- _Aim of the exercise_
Rewrite the rows below, changing every "place a dot" to "put a marker" and keeping all other text unchanged. Leave the pictures out of your answer.

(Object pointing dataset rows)
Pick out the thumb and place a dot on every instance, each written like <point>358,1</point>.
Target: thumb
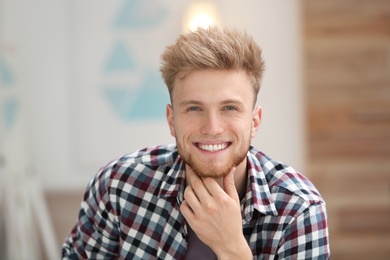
<point>229,185</point>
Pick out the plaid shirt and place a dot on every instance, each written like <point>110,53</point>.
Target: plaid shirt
<point>131,211</point>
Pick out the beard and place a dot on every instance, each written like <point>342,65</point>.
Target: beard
<point>215,168</point>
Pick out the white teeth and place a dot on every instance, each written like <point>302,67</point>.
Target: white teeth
<point>212,147</point>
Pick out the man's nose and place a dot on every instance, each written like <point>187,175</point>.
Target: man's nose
<point>212,124</point>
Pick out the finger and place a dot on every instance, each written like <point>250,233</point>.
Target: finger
<point>191,198</point>
<point>186,210</point>
<point>191,175</point>
<point>230,186</point>
<point>197,185</point>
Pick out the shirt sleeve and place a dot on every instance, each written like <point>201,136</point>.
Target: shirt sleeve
<point>95,235</point>
<point>307,236</point>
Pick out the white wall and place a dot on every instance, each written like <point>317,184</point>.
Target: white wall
<point>43,34</point>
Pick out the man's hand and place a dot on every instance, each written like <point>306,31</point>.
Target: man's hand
<point>214,214</point>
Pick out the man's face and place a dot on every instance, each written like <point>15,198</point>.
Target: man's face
<point>213,120</point>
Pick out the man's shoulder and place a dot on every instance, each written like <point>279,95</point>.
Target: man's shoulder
<point>142,162</point>
<point>283,180</point>
<point>151,156</point>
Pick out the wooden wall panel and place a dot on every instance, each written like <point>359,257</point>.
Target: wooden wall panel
<point>347,68</point>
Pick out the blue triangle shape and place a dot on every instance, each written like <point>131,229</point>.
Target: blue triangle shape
<point>151,99</point>
<point>139,14</point>
<point>119,59</point>
<point>117,97</point>
<point>6,76</point>
<point>10,113</point>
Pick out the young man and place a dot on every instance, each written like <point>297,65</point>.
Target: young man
<point>212,195</point>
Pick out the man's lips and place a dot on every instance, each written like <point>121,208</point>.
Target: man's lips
<point>212,147</point>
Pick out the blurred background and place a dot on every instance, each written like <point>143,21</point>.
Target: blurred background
<point>80,86</point>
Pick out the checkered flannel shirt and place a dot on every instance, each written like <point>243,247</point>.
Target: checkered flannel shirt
<point>131,210</point>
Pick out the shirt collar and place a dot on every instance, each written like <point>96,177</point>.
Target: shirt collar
<point>173,181</point>
<point>258,196</point>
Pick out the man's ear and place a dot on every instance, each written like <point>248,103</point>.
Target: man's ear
<point>170,120</point>
<point>256,120</point>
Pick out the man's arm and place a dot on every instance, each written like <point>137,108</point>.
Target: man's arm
<point>94,236</point>
<point>307,236</point>
<point>215,215</point>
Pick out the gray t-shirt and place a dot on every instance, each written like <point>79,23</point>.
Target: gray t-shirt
<point>196,249</point>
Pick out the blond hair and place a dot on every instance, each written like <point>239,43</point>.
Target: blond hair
<point>212,48</point>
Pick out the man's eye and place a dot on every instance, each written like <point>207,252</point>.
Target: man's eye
<point>230,108</point>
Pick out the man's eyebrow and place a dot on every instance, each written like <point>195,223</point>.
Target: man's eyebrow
<point>232,101</point>
<point>190,102</point>
<point>223,102</point>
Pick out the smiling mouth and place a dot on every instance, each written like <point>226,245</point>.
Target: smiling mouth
<point>213,147</point>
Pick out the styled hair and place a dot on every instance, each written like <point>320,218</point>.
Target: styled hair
<point>212,48</point>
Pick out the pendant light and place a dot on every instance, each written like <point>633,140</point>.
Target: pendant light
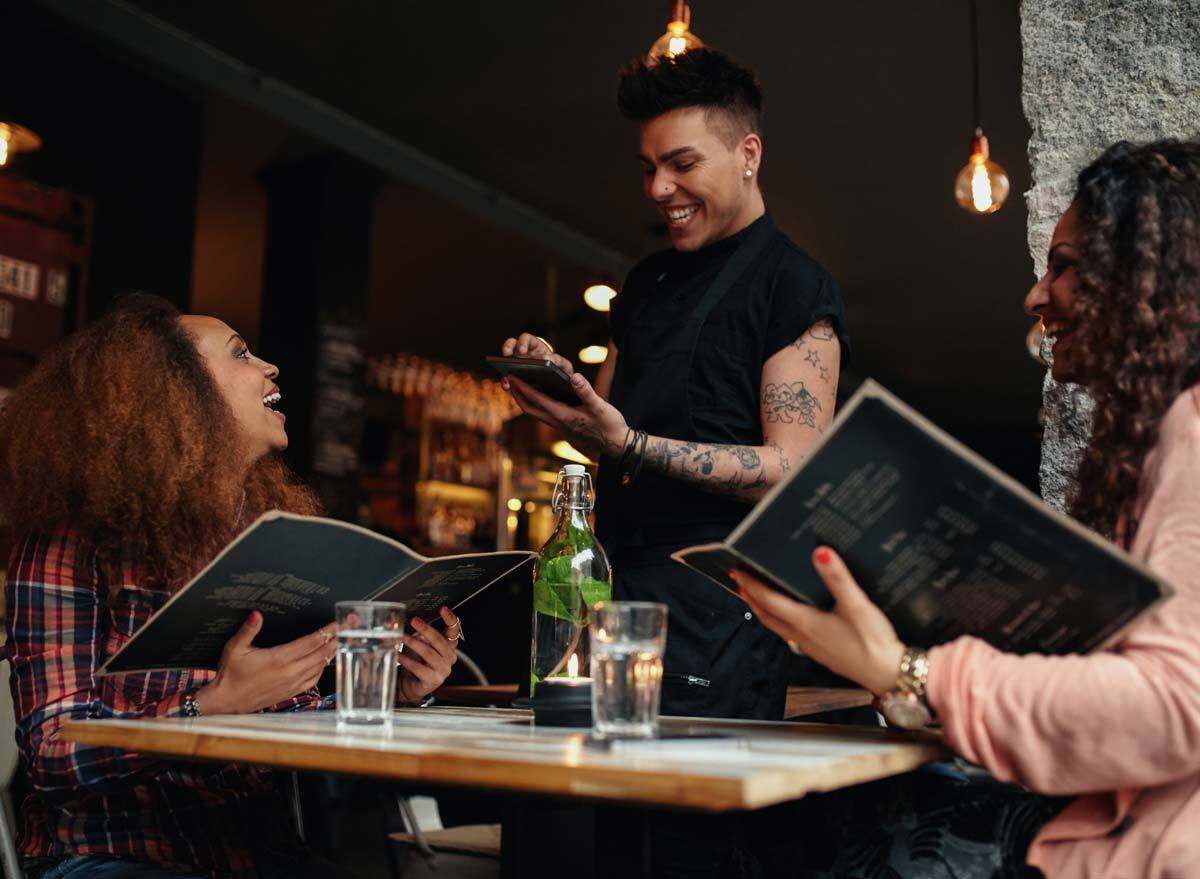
<point>982,186</point>
<point>678,37</point>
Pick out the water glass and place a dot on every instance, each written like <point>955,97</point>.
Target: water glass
<point>628,639</point>
<point>370,634</point>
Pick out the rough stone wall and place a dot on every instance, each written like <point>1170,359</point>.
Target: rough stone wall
<point>1096,71</point>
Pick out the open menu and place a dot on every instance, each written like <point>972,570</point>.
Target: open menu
<point>941,540</point>
<point>294,569</point>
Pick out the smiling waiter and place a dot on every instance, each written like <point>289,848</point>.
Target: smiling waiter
<point>721,375</point>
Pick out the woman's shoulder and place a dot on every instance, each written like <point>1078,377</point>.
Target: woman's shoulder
<point>64,552</point>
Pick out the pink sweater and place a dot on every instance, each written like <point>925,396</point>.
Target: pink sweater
<point>1120,729</point>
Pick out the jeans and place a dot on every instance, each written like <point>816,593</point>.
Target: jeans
<point>90,867</point>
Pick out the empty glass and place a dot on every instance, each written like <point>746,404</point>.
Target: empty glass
<point>628,639</point>
<point>370,634</point>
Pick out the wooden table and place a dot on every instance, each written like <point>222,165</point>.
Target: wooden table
<point>802,701</point>
<point>754,764</point>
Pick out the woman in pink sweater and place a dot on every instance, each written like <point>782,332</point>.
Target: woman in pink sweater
<point>1113,736</point>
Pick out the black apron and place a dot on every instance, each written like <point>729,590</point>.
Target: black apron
<point>712,639</point>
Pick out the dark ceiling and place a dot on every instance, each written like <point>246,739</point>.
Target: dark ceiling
<point>868,120</point>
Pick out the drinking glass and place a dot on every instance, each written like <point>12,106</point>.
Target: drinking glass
<point>628,639</point>
<point>369,637</point>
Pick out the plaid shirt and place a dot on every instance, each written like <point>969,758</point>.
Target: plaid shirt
<point>185,817</point>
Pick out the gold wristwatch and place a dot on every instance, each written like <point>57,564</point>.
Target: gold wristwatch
<point>905,705</point>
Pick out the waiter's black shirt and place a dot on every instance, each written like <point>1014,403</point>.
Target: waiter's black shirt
<point>774,302</point>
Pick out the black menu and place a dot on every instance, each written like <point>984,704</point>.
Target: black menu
<point>294,569</point>
<point>941,540</point>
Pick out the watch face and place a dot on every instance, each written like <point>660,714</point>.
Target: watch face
<point>905,710</point>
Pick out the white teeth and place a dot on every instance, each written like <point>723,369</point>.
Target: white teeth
<point>678,215</point>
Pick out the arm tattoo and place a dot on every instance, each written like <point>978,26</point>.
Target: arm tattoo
<point>721,470</point>
<point>790,404</point>
<point>784,464</point>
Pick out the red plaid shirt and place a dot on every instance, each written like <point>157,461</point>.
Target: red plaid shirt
<point>185,817</point>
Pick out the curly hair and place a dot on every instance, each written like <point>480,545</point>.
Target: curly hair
<point>121,432</point>
<point>696,78</point>
<point>1137,314</point>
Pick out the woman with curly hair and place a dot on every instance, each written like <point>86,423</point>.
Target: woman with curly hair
<point>130,456</point>
<point>1110,742</point>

- _Exercise answer_
Pick out the thumb and put a marker on every instance, each written like <point>358,1</point>.
Target: thumb
<point>229,185</point>
Pick out the plaid shirt and put a marker on every instance, each written like <point>110,53</point>.
Target: plaid shirt
<point>131,211</point>
Pick out the beard and put a marker on every instance, each written like <point>342,65</point>.
Target: beard
<point>215,168</point>
Pick out the white teeth and put a marker on every instance, each written like <point>302,67</point>.
Target: white teeth
<point>212,147</point>
Pick out the man's nose and put a marker on every instance, each written like <point>187,175</point>.
Target: man's nose
<point>212,124</point>
Pick out the finger and put a marker on every instance, each written like <point>250,233</point>.
Target: finger
<point>191,198</point>
<point>186,210</point>
<point>191,175</point>
<point>230,186</point>
<point>197,185</point>
Pick out the shirt sleeve and put a marker on every instance, each written like <point>201,136</point>.
Target: shirt sleeve
<point>95,235</point>
<point>307,236</point>
Pick out the white wall and put a marker on every instance, each written like <point>317,184</point>.
Target: white wall
<point>43,34</point>
Pick out the man's hand and put a marker on every instance, each written like <point>306,31</point>.
Target: man's hand
<point>214,214</point>
Pick out the man's face and put a marker on every instance, each written like <point>15,198</point>.
Target: man's face
<point>213,120</point>
Pick out the man's shoulder and put a marker on every instance, each written like <point>279,95</point>.
Target: man's shoulder
<point>142,162</point>
<point>283,180</point>
<point>151,156</point>
Pick out the wooden wall panel and put a marker on every instance, each written like <point>359,257</point>.
Target: wooden wall panel
<point>347,68</point>
Pick out the blue triangle shape and put a marker on every instance, each written like <point>131,229</point>.
Target: blue triangle shape
<point>151,99</point>
<point>139,14</point>
<point>119,59</point>
<point>117,97</point>
<point>6,76</point>
<point>10,113</point>
Pick out the young man and put a marker on every instance, each written like <point>297,65</point>.
Target: young man
<point>212,195</point>
Pick out the man's lips and put a marker on every instance, each written like <point>121,208</point>.
Target: man's lips
<point>212,147</point>
Pick out the blurred background and put a marker on every instance, each written like <point>143,21</point>.
Target: blurred background
<point>80,86</point>
Pick out the checkered flannel shirt and put a marker on every instance, each written like <point>243,247</point>.
Target: checkered flannel shirt
<point>131,210</point>
Pick out the shirt collar and put a marker on every instance, each written like <point>96,177</point>.
Target: shirt collar
<point>173,181</point>
<point>258,196</point>
Pick out the man's ear and put a marker on every instance, each written like <point>248,103</point>.
Target: man's ear
<point>170,120</point>
<point>256,120</point>
Pick out the man's arm and put a marker on every instance, each written like <point>137,108</point>.
Target: man's arm
<point>94,236</point>
<point>307,236</point>
<point>215,215</point>
Pick out the gray t-shirt and put a marker on every instance, each written like <point>79,23</point>.
Target: gray t-shirt
<point>196,249</point>
Pick out the blond hair and put a marker on every instance, each written like <point>239,43</point>.
Target: blond hair
<point>212,48</point>
Pick out the man's eye and put a marker on every instance, each written like <point>207,252</point>.
Target: man's eye
<point>230,108</point>
Pick out the man's eyebrow and put a marker on every instance, each written like <point>195,223</point>.
Target: man's eyebrow
<point>232,101</point>
<point>190,102</point>
<point>223,102</point>
Pick out the smiling mouth and put a marker on every instance, each written like <point>226,245</point>.
Target: smiling mouth
<point>213,147</point>
Pick out the styled hair and put a marker on every instance, each written like <point>320,218</point>.
Target: styled hair
<point>212,48</point>
Pick out the pendant light and put a marker on every instance, each written like <point>633,140</point>.
Target: pendant light
<point>982,186</point>
<point>678,37</point>
Pick out the water glass and put a marker on every instance, each written like <point>955,97</point>.
Target: water glass
<point>628,639</point>
<point>370,634</point>
Pick out the rough stone wall and put a marker on every instance, each written like <point>1170,359</point>.
Target: rough stone wall
<point>1096,71</point>
Pick out the open menu and put a marker on every instance, each written like <point>972,570</point>.
Target: open menu
<point>941,540</point>
<point>294,569</point>
Pick out the smiling waiter and put a marker on every instance, each written like <point>289,848</point>.
Target: smiling waiter
<point>721,375</point>
Pick out the woman's shoulder and put a marker on every instance, each written like <point>1078,377</point>.
Target: woman's shoulder
<point>64,552</point>
Pick out the pink sweater and put a marker on every instance, each written like <point>925,396</point>.
Target: pink sweater
<point>1120,729</point>
Pick out the jeans and put a marker on every instance, each written like <point>816,593</point>.
Target: jeans
<point>90,867</point>
Pick out the empty glass and put a marker on every instance, each written like <point>746,404</point>.
Target: empty glass
<point>628,639</point>
<point>370,634</point>
Pick out the wooden table and put a marker on every instance, each written like <point>222,165</point>.
Target: wooden table
<point>802,701</point>
<point>754,764</point>
Pick out the woman in pink sweater and put a marker on every instance, each written like <point>782,332</point>.
Target: woman in pink sweater
<point>1113,736</point>
Pick out the black apron and put a marker on every instance, each written like <point>729,590</point>.
Target: black apron
<point>712,639</point>
Pick out the dark ceiling and put a marker on every instance, each written like <point>246,739</point>.
Target: dark ceiling
<point>868,120</point>
Pick out the drinking glass and put a marker on every instance, each written like <point>12,106</point>.
Target: drinking glass
<point>628,639</point>
<point>369,637</point>
Pick out the plaid shirt and put a marker on every instance, each written like <point>969,758</point>.
Target: plaid shirt
<point>185,817</point>
Pick out the gold wristwatch and put a marker on every instance, each written like <point>57,564</point>.
Target: gold wristwatch
<point>905,705</point>
Pick out the waiter's black shirt and put a marker on every instance, each written like <point>1014,403</point>.
Target: waiter's black shirt
<point>774,302</point>
Pick out the black menu and put a marker on every instance, each written like <point>984,704</point>.
Target: black menu
<point>294,569</point>
<point>941,540</point>
Pick out the watch face and put a marker on every instance, each written like <point>660,714</point>.
Target: watch face
<point>905,710</point>
Pick out the white teeth and put a marker on every instance, each written like <point>723,369</point>.
Target: white teeth
<point>678,215</point>
Pick out the arm tattoo and put a marker on every instance, each written like <point>978,26</point>.
Target: arm tattoo
<point>721,470</point>
<point>790,404</point>
<point>784,464</point>
Pick out the red plaid shirt and put a marker on every instance, each written like <point>157,461</point>.
Target: red plaid shirt
<point>185,817</point>
Pick out the curly hair and put a marker on every instance, each written like <point>480,545</point>.
Target: curly hair
<point>121,432</point>
<point>696,78</point>
<point>1137,314</point>
Pick out the woman with curly hair and put a marker on every instance, each written like <point>86,423</point>.
Target: woman with curly hair
<point>130,456</point>
<point>1110,742</point>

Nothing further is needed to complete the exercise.